BEGIN Excerpted records

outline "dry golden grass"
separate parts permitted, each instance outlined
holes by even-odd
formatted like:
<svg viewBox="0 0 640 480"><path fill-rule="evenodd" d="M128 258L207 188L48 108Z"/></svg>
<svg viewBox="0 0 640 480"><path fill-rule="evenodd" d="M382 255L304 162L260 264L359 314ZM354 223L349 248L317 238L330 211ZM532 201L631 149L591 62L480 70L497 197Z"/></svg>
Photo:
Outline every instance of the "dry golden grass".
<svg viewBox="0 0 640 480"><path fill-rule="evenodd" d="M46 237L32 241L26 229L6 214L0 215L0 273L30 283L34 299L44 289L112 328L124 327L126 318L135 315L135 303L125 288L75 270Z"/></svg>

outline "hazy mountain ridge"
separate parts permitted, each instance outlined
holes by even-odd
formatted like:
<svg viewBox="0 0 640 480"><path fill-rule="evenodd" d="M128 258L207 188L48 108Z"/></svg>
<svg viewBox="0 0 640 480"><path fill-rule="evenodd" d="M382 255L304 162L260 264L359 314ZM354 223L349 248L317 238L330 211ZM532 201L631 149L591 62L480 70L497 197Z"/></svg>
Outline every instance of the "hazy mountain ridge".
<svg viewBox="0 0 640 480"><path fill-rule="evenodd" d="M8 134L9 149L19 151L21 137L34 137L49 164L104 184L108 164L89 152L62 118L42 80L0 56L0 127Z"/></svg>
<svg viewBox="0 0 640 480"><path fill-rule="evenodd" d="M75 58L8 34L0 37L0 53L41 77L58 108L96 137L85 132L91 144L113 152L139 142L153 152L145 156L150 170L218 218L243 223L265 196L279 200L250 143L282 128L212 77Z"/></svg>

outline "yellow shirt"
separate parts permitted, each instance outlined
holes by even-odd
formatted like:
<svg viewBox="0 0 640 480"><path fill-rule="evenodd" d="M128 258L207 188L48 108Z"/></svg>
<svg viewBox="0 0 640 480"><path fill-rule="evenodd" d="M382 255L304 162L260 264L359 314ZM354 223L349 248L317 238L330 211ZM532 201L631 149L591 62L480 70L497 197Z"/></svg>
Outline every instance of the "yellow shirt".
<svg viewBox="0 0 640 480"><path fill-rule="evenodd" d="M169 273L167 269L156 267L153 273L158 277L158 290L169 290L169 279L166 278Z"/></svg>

END Excerpted records

* [Task item] Print each line of the data exactly as it was written.

* [Solved exercise]
outline "dry golden grass"
separate parts permitted, each instance outlined
holes by even-odd
formatted like:
<svg viewBox="0 0 640 480"><path fill-rule="evenodd" d="M128 258L207 188L48 108Z"/></svg>
<svg viewBox="0 0 640 480"><path fill-rule="evenodd" d="M382 255L304 162L260 264L359 314ZM354 223L349 248L317 238L330 211ZM532 201L631 149L591 62L480 70L497 197Z"/></svg>
Photo:
Outline every instance of the "dry golden grass".
<svg viewBox="0 0 640 480"><path fill-rule="evenodd" d="M46 237L32 241L26 229L6 214L0 215L0 273L30 283L34 299L44 289L112 328L124 327L126 318L135 315L135 303L125 288L75 270Z"/></svg>

outline "hazy mountain ridge"
separate parts permitted, each instance outlined
holes by even-odd
formatted like:
<svg viewBox="0 0 640 480"><path fill-rule="evenodd" d="M128 258L207 188L48 108Z"/></svg>
<svg viewBox="0 0 640 480"><path fill-rule="evenodd" d="M382 255L304 162L260 264L359 314ZM354 223L349 248L317 238L330 211ZM532 201L631 149L591 62L480 70L497 197Z"/></svg>
Outline every instance of the "hazy mountain ridge".
<svg viewBox="0 0 640 480"><path fill-rule="evenodd" d="M8 134L9 149L19 151L21 137L34 137L49 164L104 184L108 164L89 152L62 118L42 80L0 56L0 127Z"/></svg>
<svg viewBox="0 0 640 480"><path fill-rule="evenodd" d="M75 58L8 34L0 37L0 53L41 77L58 108L96 137L85 132L91 144L113 152L139 142L153 152L145 156L150 170L218 218L243 223L265 196L279 200L250 143L282 128L212 77Z"/></svg>

outline "yellow shirt"
separate parts permitted, each instance outlined
holes by even-odd
formatted like:
<svg viewBox="0 0 640 480"><path fill-rule="evenodd" d="M128 258L207 188L48 108Z"/></svg>
<svg viewBox="0 0 640 480"><path fill-rule="evenodd" d="M382 255L304 162L260 264L359 314ZM354 223L349 248L317 238L330 211ZM532 201L631 149L591 62L480 70L497 197Z"/></svg>
Outline every instance of the "yellow shirt".
<svg viewBox="0 0 640 480"><path fill-rule="evenodd" d="M169 273L167 269L156 267L153 273L158 277L158 290L169 290L169 279L166 278Z"/></svg>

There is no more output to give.